- _Data extract_
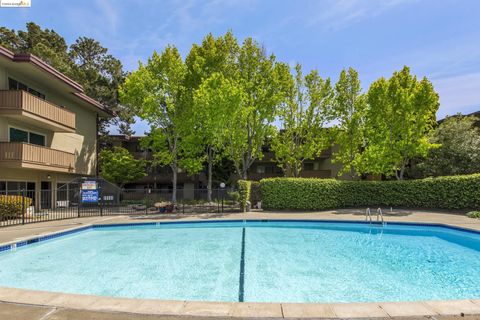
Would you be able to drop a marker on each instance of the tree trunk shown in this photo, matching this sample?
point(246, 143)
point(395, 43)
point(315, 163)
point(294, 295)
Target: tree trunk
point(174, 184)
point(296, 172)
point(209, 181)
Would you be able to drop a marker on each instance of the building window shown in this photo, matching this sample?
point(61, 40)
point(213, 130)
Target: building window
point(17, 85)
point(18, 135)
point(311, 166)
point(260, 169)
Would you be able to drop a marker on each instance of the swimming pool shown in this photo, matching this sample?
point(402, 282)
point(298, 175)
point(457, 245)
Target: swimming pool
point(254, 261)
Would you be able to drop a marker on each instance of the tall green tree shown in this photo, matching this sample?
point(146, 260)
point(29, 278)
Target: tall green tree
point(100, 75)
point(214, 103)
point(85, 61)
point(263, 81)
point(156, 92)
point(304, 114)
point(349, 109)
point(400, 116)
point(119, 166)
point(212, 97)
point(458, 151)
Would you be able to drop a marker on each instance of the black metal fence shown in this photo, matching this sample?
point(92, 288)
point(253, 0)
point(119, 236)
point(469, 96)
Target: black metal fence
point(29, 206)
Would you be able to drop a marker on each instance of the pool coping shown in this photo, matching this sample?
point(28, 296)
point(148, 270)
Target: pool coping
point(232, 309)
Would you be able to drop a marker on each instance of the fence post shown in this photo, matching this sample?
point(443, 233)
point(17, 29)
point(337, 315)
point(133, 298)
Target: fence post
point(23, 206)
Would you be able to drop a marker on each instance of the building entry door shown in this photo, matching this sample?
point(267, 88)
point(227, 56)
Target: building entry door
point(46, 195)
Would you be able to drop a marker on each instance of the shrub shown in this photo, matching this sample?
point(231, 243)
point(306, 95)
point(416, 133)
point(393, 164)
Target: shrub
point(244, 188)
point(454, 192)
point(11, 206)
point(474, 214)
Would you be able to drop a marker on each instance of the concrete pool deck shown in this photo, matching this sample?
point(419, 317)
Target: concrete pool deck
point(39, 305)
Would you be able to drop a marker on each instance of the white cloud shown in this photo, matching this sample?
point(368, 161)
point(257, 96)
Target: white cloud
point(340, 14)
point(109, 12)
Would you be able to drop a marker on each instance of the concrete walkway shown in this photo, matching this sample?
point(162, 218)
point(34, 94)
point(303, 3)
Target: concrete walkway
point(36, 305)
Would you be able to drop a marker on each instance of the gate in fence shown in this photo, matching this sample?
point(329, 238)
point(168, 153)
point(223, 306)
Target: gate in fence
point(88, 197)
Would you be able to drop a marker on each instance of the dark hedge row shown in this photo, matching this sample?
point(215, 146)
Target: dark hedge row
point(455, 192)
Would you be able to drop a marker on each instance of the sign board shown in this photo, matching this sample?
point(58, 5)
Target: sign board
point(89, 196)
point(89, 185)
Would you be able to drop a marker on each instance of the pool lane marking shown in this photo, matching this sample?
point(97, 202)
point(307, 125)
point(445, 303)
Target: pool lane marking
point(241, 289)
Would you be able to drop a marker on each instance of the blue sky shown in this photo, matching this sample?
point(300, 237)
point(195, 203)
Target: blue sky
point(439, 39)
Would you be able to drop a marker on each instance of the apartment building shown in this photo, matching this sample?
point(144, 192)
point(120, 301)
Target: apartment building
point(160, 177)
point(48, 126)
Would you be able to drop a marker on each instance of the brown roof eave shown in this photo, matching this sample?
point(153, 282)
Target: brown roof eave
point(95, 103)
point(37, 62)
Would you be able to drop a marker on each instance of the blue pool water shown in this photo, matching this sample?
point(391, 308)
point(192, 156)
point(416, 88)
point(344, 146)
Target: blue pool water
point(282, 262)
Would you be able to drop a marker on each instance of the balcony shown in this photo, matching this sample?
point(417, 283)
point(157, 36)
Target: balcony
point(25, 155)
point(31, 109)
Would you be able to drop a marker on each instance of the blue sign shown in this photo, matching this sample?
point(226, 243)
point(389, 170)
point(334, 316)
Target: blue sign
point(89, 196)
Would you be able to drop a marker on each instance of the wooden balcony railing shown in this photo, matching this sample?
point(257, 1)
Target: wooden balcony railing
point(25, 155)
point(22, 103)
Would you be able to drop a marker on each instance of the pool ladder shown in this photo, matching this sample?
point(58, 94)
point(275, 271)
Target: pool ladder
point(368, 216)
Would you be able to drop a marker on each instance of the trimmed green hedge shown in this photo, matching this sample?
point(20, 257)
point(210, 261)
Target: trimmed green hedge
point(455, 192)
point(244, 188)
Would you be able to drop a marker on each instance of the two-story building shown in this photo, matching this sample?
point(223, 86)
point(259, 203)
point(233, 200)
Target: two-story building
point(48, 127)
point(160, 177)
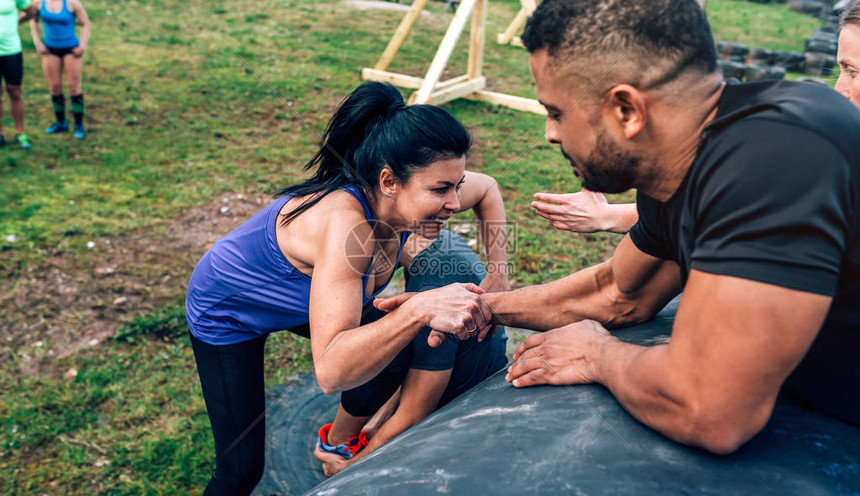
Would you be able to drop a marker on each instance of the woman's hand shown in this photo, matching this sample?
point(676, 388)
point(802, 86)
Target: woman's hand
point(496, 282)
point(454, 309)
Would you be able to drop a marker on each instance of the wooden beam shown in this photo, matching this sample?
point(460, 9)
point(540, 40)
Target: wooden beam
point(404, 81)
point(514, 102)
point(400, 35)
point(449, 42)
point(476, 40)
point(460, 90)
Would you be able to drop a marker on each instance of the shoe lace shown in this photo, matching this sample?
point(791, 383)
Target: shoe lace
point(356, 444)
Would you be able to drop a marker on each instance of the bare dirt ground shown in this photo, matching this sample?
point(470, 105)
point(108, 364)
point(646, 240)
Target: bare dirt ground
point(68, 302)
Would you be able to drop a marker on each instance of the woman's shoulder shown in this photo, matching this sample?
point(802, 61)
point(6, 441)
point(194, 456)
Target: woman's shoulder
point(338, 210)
==
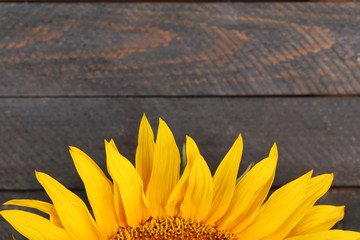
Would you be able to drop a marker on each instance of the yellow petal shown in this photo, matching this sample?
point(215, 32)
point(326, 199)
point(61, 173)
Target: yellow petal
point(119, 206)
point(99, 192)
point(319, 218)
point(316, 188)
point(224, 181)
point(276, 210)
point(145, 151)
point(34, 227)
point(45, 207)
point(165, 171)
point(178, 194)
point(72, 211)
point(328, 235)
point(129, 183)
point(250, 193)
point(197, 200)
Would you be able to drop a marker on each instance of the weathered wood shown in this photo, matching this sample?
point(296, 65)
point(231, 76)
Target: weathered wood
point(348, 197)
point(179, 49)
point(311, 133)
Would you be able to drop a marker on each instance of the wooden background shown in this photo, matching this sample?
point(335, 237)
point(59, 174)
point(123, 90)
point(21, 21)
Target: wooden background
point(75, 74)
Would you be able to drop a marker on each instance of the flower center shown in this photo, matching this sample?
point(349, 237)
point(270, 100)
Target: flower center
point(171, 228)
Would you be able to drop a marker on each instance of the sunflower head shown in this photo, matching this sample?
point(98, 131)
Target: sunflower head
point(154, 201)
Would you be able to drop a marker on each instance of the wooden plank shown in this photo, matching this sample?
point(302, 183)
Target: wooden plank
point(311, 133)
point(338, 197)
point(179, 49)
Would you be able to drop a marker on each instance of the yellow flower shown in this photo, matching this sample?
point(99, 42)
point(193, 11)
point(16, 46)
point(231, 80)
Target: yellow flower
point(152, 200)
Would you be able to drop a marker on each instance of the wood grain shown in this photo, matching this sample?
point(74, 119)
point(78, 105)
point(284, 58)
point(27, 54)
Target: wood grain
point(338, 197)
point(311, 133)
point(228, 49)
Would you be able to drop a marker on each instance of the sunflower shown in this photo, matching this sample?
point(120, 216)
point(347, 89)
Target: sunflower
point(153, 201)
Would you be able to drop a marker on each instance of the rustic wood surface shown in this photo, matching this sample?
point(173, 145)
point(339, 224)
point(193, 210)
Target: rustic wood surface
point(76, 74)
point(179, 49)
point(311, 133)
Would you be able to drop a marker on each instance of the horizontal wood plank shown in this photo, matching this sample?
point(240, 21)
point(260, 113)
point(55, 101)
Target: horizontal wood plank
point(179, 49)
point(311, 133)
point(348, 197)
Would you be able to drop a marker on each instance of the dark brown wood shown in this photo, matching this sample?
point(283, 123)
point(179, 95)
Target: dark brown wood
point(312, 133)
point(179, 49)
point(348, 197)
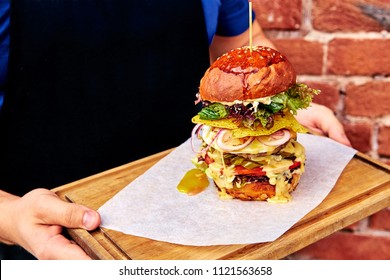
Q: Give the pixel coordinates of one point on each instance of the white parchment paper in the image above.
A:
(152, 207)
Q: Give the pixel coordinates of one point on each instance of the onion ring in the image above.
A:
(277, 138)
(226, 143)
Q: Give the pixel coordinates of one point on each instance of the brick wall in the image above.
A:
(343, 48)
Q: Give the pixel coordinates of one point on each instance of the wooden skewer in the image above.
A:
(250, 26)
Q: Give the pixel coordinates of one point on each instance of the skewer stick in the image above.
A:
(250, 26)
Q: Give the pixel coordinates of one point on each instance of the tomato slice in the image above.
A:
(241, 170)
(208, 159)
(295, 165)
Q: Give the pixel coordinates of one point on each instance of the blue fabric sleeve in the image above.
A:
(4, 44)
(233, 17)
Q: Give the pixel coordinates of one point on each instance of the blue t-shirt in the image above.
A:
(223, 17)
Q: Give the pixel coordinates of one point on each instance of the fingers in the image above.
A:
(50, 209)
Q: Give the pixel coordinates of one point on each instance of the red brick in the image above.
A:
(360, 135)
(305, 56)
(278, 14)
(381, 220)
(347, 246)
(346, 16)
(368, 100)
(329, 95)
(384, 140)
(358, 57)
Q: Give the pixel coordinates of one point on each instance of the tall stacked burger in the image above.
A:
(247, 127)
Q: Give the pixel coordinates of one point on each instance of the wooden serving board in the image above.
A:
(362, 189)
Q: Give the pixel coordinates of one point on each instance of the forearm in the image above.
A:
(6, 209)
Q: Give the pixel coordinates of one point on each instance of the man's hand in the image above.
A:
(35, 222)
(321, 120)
...
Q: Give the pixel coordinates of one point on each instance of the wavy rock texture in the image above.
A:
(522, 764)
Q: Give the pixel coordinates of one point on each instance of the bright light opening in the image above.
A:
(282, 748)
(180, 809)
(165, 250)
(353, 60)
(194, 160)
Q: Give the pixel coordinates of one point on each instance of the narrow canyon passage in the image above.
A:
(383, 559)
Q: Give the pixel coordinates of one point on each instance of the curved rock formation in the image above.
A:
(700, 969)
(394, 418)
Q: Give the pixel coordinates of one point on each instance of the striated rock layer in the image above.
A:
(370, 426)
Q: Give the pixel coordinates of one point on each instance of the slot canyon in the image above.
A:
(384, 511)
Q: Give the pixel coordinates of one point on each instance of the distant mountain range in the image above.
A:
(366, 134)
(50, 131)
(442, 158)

- _What the exercise asks_
All lines above from the one holding "trunk shown in this photo, matching this sample?" to the one holding "point(253, 0)", inclusive, are to be copied exactly; no other line is wanted.

- _Result of this exercise_
Would you be able to drop a marker on each instance of the tree trunk shown in this photo, matching this sample?
point(246, 143)
point(395, 43)
point(315, 163)
point(294, 295)
Target: tree trunk
point(174, 184)
point(296, 172)
point(209, 181)
Would you be able to drop a marker on each instance of the building window shown in this photo, matching this sample?
point(61, 40)
point(213, 130)
Target: building window
point(17, 85)
point(18, 135)
point(311, 166)
point(260, 169)
Would you be able to drop a marker on each instance of the swimming pool shown in this photo, matching this sample?
point(402, 282)
point(298, 175)
point(457, 245)
Target: swimming pool
point(254, 261)
Would you be able to drop a marker on each instance of the tall green tree shown in this photo, matching this sample?
point(146, 260)
point(29, 278)
Target: tall green tree
point(100, 75)
point(214, 103)
point(85, 61)
point(263, 81)
point(156, 92)
point(304, 114)
point(349, 109)
point(400, 116)
point(119, 166)
point(212, 97)
point(458, 151)
Would you be able to drop a marker on each instance of the black metal fence shown in this photo, matching this sample?
point(92, 288)
point(253, 0)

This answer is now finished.